Segment Start: Text under study

Protein sequence clustering with DIAMOND

In her bachelor thesis, Jasmin Katz extended and optimized the clustering algorithm of DIAMOND.

Cascaded clustering with the sensitivities default/fast and sensitive compared to DIAMOND and MMseqs2.

There has been an exponential increase in protein sequences in the last decades due to large-scale projects aiming at sequencing unknown species. The number of protein sequences will continue to increase in the future due to large-scale projects such as the Earth BioGenome Project. Protein sequence clustering plays an essential role in analyzing this large amount of data efficiently. This method enables the reduction of large protein datasets and the identification of functional and evolutionary similarities between different proteins.

The graph-based Greedy Vertex Cover algorithm used for clustering was extended by the option of cascaded clustering in the course of the bachelor thesis. Moreover, the resource consumption was limited by storing the node graph externally and made individually adaptable to the user’s working memory.

The Greedy Vertex Cover algorithm’s scalability was tested on the NR database’s random samples with the newly added options. The results of DIAMOND were compared to the MMseqs2 tool, which is currently the fastest and best tool for clustering large datasets. It was shown that DIAMOND is faster than MMseqs2 when parameters are kept comparable.

Segment End: Text under study
Segment Start: Data section

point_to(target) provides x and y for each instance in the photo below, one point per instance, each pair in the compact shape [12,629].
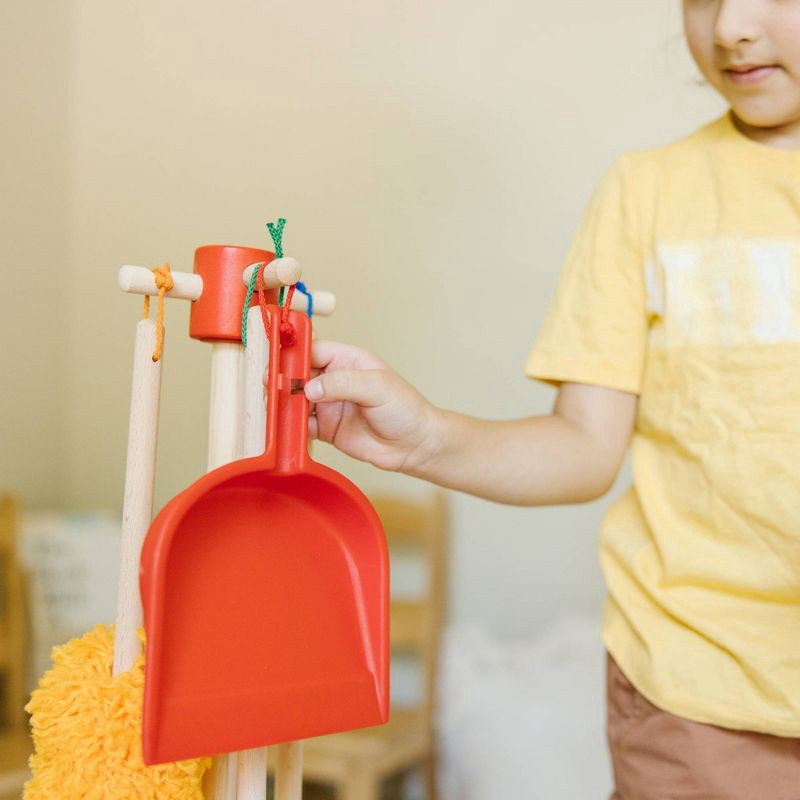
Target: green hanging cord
[276,232]
[250,289]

Segment End: Data section

— Task list —
(a) From the text on protein clustering with DIAMOND, repeat the stretch from "Cascaded clustering with" through "between different proteins." word for word.
(b) Rewrite the paragraph beginning "The graph-based Greedy Vertex Cover algorithm" from the text on protein clustering with DIAMOND as a short bulleted list that keeps its main facts.

— Task solutions —
(a)
Cascaded clustering with the sensitivities default/fast and sensitive compared to DIAMOND and MMseqs2.

There has been an exponential increase in protein sequences in the last decades due to large-scale projects aiming at sequencing unknown species. The number of protein sequences will continue to increase in the future due to large-scale projects such as the Earth BioGenome Project. Protein sequence clustering plays an essential role in analyzing this large amount of data efficiently. This method enables the reduction of large protein datasets and the identification of functional and evolutionary similarities between different proteins.

(b)
- During the bachelor thesis, the graph-based Greedy Vertex Cover clustering algorithm gained a cascaded clustering option.
- Storing the node graph externally limited resource consumption.
- Resource consumption can be adjusted to the user's working memory.